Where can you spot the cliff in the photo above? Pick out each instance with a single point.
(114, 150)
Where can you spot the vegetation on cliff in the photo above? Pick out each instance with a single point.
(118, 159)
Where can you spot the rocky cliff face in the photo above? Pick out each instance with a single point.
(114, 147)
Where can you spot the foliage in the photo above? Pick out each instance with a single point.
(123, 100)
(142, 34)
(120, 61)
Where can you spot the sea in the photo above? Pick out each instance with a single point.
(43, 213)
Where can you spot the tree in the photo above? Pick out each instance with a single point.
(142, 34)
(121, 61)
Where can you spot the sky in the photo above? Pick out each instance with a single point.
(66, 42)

+-------+

# Work instructions:
Copy the data above from the line that contains "Where can you spot the tree" through the last line, keeping every line. Offset each coordinate in the answers by adding 35 to both of its numbers.

# Answer to the problem:
Where can you spot the tree in the photo above? Pick out each instance with a single point.
(177, 69)
(156, 96)
Where can you spot the sky in the photo above? Pick out each instance with a single point.
(101, 77)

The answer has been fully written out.